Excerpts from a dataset
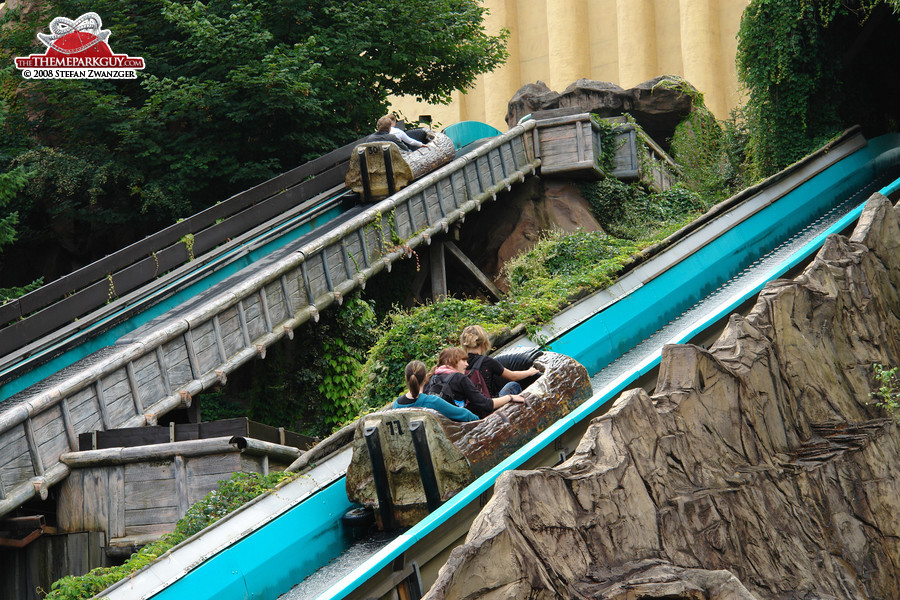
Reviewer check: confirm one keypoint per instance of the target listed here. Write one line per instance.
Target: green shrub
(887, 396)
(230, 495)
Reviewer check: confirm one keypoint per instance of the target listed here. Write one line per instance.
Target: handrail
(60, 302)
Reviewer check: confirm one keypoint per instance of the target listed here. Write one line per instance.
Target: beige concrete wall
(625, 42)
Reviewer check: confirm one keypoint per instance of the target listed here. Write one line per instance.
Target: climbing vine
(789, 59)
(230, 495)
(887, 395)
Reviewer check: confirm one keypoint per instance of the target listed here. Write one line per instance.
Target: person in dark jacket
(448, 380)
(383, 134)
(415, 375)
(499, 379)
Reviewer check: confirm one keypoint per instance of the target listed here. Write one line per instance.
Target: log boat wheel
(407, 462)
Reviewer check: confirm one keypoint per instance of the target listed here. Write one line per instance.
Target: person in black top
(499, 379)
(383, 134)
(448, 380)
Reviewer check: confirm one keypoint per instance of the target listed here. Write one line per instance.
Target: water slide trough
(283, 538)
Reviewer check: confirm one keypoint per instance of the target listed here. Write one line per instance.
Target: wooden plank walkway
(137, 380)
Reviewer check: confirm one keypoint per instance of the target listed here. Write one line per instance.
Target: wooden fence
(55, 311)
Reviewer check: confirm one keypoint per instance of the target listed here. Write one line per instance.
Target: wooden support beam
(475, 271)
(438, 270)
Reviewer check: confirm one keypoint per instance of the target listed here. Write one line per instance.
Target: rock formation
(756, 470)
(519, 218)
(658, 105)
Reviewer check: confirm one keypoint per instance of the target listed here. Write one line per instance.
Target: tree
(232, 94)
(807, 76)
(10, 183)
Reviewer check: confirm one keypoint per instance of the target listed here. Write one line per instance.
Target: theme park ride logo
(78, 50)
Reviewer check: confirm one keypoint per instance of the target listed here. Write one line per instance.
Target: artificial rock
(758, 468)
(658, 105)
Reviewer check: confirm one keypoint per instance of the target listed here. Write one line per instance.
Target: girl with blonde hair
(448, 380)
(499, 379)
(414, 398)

DIRECTIONS FOR THIS TASK — Copy out the records above in full, exactly as written, but not the pictures.

REPLY TO THE EXERCISE —
Reviewer check: confirm one keypoint per instance of the target listed here. Write one line per instance.
Target: green shrub
(887, 396)
(230, 495)
Reviewer check: confirm one keypoint per instance of the target listed here. Write one line per instance.
Target: handrail
(60, 302)
Reviewer check: confirm one keypoint per instance of the target listed here. Write one line per instance.
Target: beige concrete wall
(625, 42)
Reviewer check: confirm one keypoint per instance of the target listed here. Write one line per instance.
Target: climbing vine
(789, 59)
(230, 495)
(887, 395)
Reviewer check: confirm one keypoint per instance of the target listed here. Write one line per instance.
Target: person in dark jacket
(448, 380)
(383, 134)
(415, 375)
(499, 379)
Reviewer check: confirm one keypoint per instance of the target listed here. Write one line per instance.
Target: log boat wheel
(407, 462)
Reviewer check: confirm one keypoint per instance of the target listed here. Write one line per instance.
Target: person in black top
(499, 379)
(383, 134)
(448, 380)
Reviewer check: confirm one keypoint per instance of the target listed here. Write one line per instance.
Target: water slide trough
(283, 538)
Reviewer check: confirm one keypoint per instance of the target listed here. Write one line per instance.
Target: wooden plank walkway
(137, 380)
Reviewer check: confirm one keypoint per instance of the target listed here. Write one line per instance.
Target: wooden fence
(55, 311)
Reviewer check: confirm one keypoint per instance of the target listed here. Write one line per instance.
Target: wooden support beam
(475, 271)
(438, 270)
Reviewer check: confirm one keypoint per instance of the target listed here. Write one line per instance.
Target: rock formation
(756, 470)
(519, 218)
(658, 105)
Reviewer check: confirm one keypoint per instance of the target listed here. Write one line per instance.
Target: tree
(232, 94)
(807, 76)
(10, 183)
Reviewer check: confirm one keypoint per instance of the target listed here. Write one line per instance.
Target: theme park ride logo
(78, 50)
Reviewer check: confirm one keypoint per instance of the target listed here. Write one line per instance.
Target: artificial rock
(758, 468)
(658, 105)
Reviewer check: confirm one keypoint per instance of the target listed here. Write one line per instance.
Target: girl with blonde hair
(448, 380)
(499, 379)
(414, 398)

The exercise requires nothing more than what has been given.